WHAT IS REQUIRED
Gather every line of the listing below that contains the word "face" and reproduce each such line in full.

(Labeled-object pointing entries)
________________________________________

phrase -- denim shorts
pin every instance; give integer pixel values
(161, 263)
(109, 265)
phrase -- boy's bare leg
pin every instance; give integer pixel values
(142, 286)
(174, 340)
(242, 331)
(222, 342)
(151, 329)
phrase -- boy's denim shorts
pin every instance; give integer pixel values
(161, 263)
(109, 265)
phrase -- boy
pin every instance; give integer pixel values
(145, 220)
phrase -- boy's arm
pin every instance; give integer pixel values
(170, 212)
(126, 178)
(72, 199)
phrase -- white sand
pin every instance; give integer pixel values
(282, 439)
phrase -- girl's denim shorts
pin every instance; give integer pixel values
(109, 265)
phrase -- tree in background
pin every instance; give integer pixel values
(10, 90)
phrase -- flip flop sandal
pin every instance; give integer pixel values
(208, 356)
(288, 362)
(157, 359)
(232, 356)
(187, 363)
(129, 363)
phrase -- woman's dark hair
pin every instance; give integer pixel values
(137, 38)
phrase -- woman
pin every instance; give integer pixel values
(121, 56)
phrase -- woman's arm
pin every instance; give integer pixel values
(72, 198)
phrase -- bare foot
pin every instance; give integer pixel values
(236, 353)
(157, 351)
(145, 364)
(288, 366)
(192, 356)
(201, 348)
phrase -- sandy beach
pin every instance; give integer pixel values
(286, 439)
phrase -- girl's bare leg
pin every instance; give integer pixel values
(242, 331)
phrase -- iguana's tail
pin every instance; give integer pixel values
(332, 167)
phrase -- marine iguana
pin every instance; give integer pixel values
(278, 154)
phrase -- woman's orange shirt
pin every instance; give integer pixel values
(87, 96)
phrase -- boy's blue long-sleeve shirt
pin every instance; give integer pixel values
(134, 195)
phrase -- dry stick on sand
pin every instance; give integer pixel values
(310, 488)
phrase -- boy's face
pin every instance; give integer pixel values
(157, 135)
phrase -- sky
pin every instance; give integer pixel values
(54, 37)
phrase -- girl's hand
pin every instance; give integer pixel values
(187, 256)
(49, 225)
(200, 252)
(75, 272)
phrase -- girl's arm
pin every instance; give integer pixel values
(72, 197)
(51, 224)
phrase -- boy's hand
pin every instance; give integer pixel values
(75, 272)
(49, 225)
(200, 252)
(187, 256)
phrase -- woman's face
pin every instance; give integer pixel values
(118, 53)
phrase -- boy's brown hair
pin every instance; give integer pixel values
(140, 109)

________________________________________

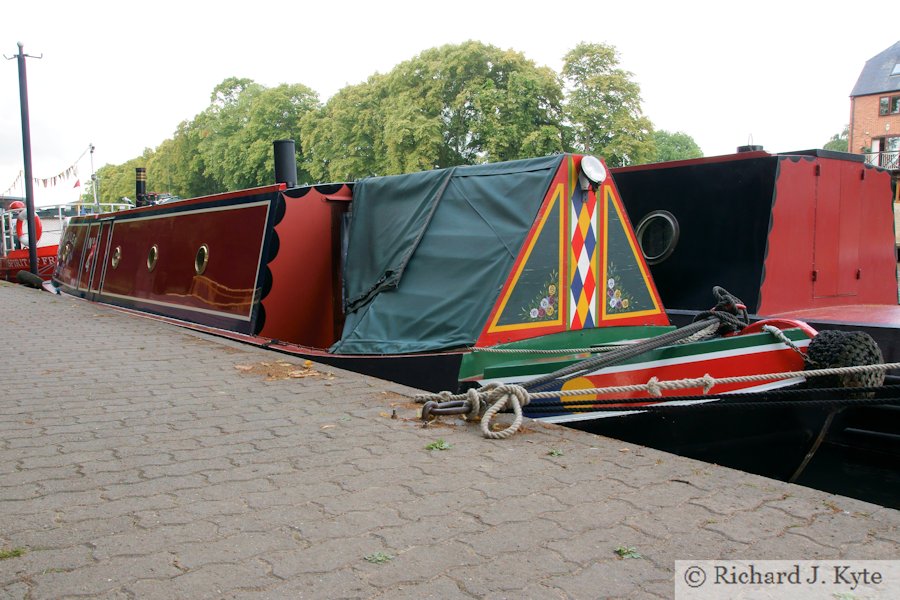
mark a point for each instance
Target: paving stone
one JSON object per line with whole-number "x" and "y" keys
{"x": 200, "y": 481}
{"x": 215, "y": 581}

________________________________________

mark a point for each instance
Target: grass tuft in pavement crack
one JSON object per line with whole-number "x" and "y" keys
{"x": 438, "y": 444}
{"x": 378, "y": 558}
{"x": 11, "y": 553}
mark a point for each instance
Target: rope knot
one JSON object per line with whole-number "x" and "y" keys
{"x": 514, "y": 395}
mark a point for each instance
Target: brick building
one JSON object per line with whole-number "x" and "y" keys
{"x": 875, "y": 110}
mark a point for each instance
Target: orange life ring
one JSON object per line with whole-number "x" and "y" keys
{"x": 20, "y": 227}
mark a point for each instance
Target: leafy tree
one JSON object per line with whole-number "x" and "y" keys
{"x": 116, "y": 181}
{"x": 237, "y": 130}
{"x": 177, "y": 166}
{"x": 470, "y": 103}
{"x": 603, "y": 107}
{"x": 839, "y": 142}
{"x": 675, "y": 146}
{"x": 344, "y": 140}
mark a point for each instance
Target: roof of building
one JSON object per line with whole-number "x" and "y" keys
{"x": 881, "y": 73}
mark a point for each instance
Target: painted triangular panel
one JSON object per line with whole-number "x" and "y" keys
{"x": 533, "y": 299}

________________________________________

EXERCISE RESULT
phrase -- boy's face
phrase -- woman's face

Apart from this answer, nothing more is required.